Given exercise A: Rewrite the paragraph of the text on Alfred Tarski that begins "Tarski taught logic at the Polish Pedagogical Institute" as a short bulleted list that keeps its main facts.
Given exercise B: Lay out the lines of the records as a JSON list of strings, one string per line and with blank lines left out. Include only the lines from the one containing "shape point(26, 65)" through the last line of the records, both ends included.

Extracted text:
--- BEGIN ---

It was around 1923 that Alfred Teitelbaum changed his name to Alfred Tarski. There were a number of reasons for the name change and for the other major change to his life which he decided to make at the same time, namely to change his religion from the Jewish faith to become a Roman Catholic. It was not just Alfred who made these two major moves, for his brother Waclaw took the name of Tarski and embraced Roman Catholicism at the same time. We have explained the new beginnings that Poland had experienced in the few years before this, and there were strong nationalist feelings in the country. There is no doubt that Tarski was strongly influenced by these feelings and wished to be a Pole and not a Jew. Both the name change and the change of religion made him more Polish. There was also the realisation that anti-Semitic views in the country made it almost impossible for a Jew to be appointed to a university post and Tarski, nearing the end of his doctoral studies, certainly wished to follow an academic career.

Tarski's first paper was published in 1921 when he was only 19 years old. In this paper he investigated set theory questions, and in fact set theory would be a continuing research interest for Tarski throughout his life. His doctoral studies were supervised by Lesniewski and he submitted his doctoral thesis for examination in 1923. In 1924 Tarski graduated with a doctorate, and became the youngest person ever to be awarded the degree by the University of Warsaw. Tarski's first major results were published in 1924 when he began building on the set theory results obtained by Cantor, Zermelo and Dedekind. He published a joint paper with Banach in that year on what is now called the Banach-Tarski paradox. This is not a paradox at all, the only reason that it is given this name is that it is counter-intuitive. The result proves that a sphere can be cut into a finite number of pieces and then reassembled into a sphere of larger size, or alternatively it can be reassembled into two spheres of equal size to the original one.

Tarski taught logic at the Polish Pedagogical Institute in Warsaw from 1922 to 1925 then in that year he was appointed Docent in mathematics and logic at the University of Warsaw. He later became Lukasiewicz's assistant but these university positions did not give him enough money to live on, so he had to earn his living with a second job. He became a mathematics professor at Zeromski's Lycée in Warsaw in 1925 and until 1939 he held these two full-time posts. On 23 June 1929 Tarski married Maria Witkowski who was a teacher at Zeromski's Lycée. Given Tarski's Polish patriotism which we mentioned above, it may be relevant to note that Maria was a Roman Catholic and she had worked as a courier for the army during Poland's fight for independence.

This was a time when Tarski's international reputation continued to grow. He visited the University of Vienna in February 1930 where he lectured to Menger's colloquium. In Vienna he met Gödel who had recently been awarded his doctorate and who became a member of the faculty later in that year. In 1933 Tarski published The concept of truth in formalized languages which is his now famous paper on the concept of truth:-

... which is among the most important papers ever written on mathematical logic. ... Not only does this paper provide a mathematically rigorous articulation of several ideas that had been developing in earlier mathematical logic, it also presents foundations on which later logic could be built.

Tarski was awarded a fellowship to allow him to return to Vienna in January 1935 and he worked with Menger's research group until June. The Vienna Circle of Logical Positivists which flourished, particularly in the 1920s in Vienna, had led to the development of the Unity of Science group and this group met in Paris in 1935. Tarski presented his ideas on truth in a lecture at this meeting. Niiniluoto, in [47] argues:-

... for the thesis that Alfred Tarski's original definition of truth, together with its later elaboration in model theory, is an explication of the classical correspondence theory of truth. In defending Tarski against some of his critics, I wish to show how this account of truth can be formulated, understood, and further developed in a philosophically satisfactory way.

--- END ---

Material for this task:
--- BEGIN ---

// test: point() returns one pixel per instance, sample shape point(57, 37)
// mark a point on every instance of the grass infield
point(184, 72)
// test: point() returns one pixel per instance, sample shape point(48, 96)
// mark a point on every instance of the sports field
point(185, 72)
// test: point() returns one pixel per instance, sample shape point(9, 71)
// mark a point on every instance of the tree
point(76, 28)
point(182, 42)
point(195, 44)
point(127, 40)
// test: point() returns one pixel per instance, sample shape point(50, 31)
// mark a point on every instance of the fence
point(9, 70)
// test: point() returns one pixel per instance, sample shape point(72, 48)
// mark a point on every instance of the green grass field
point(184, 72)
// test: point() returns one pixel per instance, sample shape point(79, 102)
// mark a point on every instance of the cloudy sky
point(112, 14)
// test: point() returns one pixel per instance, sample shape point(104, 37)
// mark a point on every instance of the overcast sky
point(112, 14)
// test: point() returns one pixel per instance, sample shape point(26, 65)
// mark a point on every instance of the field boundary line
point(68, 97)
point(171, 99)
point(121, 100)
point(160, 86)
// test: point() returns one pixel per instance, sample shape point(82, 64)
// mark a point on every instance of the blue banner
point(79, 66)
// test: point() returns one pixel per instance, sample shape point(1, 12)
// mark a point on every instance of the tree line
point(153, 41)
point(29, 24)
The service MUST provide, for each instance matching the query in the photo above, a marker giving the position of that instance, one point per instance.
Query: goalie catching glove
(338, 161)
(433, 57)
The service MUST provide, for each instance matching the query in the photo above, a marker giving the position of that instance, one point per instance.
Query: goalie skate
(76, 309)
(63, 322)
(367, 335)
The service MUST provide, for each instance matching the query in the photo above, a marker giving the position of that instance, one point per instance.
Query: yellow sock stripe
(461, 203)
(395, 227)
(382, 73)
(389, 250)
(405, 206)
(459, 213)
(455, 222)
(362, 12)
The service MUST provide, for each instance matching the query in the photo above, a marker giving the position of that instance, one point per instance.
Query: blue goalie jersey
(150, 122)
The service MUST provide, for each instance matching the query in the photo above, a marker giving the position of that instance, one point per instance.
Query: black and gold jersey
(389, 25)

--- END ---

Final answer A:
- From 1922 to 1925, Tarski taught logic at the Polish Pedagogical Institute in Warsaw.
- In 1925 he was appointed Docent in mathematics and logic at the University of Warsaw, and he later became Lukasiewicz's assistant.
- These university posts did not pay enough to live on, so in 1925 he also became a mathematics professor at Zeromski's Lycée in Warsaw. He held both full-time posts until 1939.
- On 23 June 1929 he married Maria Witkowski, a teacher at Zeromski's Lycée.
- Maria was a Roman Catholic and had worked as a courier for the army during Poland's fight for independence.

Final answer B:
[
  "// test: point() returns one pixel per instance, sample shape point(26, 65)",
  "// mark a point on every instance of the field boundary line",
  "point(68, 97)",
  "point(171, 99)",
  "point(121, 100)",
  "point(160, 86)",
  "// test: point() returns one pixel per instance, sample shape point(82, 64)",
  "// mark a point on every instance of the blue banner",
  "point(79, 66)",
  "// test: point() returns one pixel per instance, sample shape point(1, 12)",
  "// mark a point on every instance of the tree line",
  "point(153, 41)",
  "point(29, 24)",
  "The service MUST provide, for each instance matching the query in the photo above, a marker giving the position of that instance, one point per instance.",
  "Query: goalie catching glove",
  "(338, 161)",
  "(433, 57)",
  "The service MUST provide, for each instance matching the query in the photo above, a marker giving the position of that instance, one point per instance.",
  "Query: goalie skate",
  "(76, 309)",
  "(63, 322)",
  "(367, 335)",
  "The service MUST provide, for each instance matching the query in the photo above, a marker giving the position of that instance, one point per instance.",
  "Query: yellow sock stripe",
  "(461, 203)",
  "(395, 227)",
  "(382, 73)",
  "(389, 250)",
  "(405, 206)",
  "(459, 213)",
  "(455, 222)",
  "(362, 12)",
  "The service MUST provide, for each instance matching the query in the photo above, a marker giving the position of that instance, one point per instance.",
  "Query: blue goalie jersey",
  "(150, 122)",
  "The service MUST provide, for each instance matching the query in the photo above, a marker giving the position of that instance, one point per instance.",
  "Query: black and gold jersey",
  "(389, 25)"
]